==== Data in this exercise
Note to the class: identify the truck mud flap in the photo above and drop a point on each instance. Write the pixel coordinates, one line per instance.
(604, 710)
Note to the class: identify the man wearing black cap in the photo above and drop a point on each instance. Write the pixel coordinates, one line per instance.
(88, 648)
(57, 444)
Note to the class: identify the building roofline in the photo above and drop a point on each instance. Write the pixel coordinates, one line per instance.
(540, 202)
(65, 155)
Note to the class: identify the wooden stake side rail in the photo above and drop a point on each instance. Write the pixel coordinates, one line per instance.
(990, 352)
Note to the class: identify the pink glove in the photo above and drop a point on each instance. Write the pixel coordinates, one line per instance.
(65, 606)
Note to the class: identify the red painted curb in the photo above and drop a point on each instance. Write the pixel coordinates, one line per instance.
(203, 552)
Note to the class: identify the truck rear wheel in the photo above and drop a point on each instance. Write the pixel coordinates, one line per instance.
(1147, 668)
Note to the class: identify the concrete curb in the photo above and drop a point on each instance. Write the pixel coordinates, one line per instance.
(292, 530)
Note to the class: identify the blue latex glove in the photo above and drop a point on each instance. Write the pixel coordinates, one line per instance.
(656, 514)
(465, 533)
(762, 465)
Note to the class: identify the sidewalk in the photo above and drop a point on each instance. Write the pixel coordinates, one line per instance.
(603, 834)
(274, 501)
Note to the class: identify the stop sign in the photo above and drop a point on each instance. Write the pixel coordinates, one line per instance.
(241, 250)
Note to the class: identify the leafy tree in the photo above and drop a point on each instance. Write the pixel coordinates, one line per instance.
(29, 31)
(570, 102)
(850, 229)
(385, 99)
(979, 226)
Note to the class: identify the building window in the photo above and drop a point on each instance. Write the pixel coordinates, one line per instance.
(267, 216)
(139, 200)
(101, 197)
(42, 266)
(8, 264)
========
What is needed:
The records shown above must be returned in full, exactly as written.

Response box:
Note to the class: identify the truck mud flap in the photo above and drop a point on each instance. Write the pixel coordinates, one line per instance.
(604, 710)
Note to the class: identify the man wearing black cap in the photo above and drop a point on each instance. Write the pixel coordinates, one line per instance.
(88, 648)
(57, 444)
Note to the class: identify the building roofline in the photo above and drop a point on each instance. Write the pixel coordinates, one line per instance.
(540, 202)
(65, 155)
Note to the class: identify the wooden stake side rail in the photo above and drop a point on each instance. Write the pixel coordinates, one line per instance.
(990, 352)
Note to the class: identify the pink glove in the photo above and drop a point on each instance. Write the pixel coordinates, one line per instance.
(65, 606)
Note to the class: identify the red painted curb in the photo above and drop a point on each instance. Write the pixel coordinates, one line per instance.
(203, 552)
Note to the class: identify the truck rear wheel in the photo above and drop a point on each instance. Write the pixel coordinates, one line per instance.
(1147, 668)
Note to the class: identify the concrete curb in the photo above and drop a point on each instance. Write the pixel coordinates, one line per instance.
(292, 530)
Note to the class: identify the blue latex glove in the photo above and drop a point on each instance. Write the pixel coordinates, one line per instance.
(656, 514)
(465, 533)
(762, 465)
Note to the class: identify the sidewalk in the photo above and drop a point on each instance. Write the pixel coordinates, one line per instance.
(603, 834)
(274, 501)
Note to the class: identify the stop sign in the photo above and drop a point on each instance. Write the pixel coordinates, one line per instance.
(241, 250)
Note to the class: identify the leafy tree in the photo above and drop a point on each instance. Write the pixel coordinates, one line per instance.
(29, 31)
(570, 102)
(850, 229)
(385, 99)
(979, 226)
Note to the class: identify the building window in the photo above and drop a point on each instance. Write the pixel coordinates, one line per instance.
(267, 216)
(139, 200)
(101, 197)
(42, 266)
(8, 264)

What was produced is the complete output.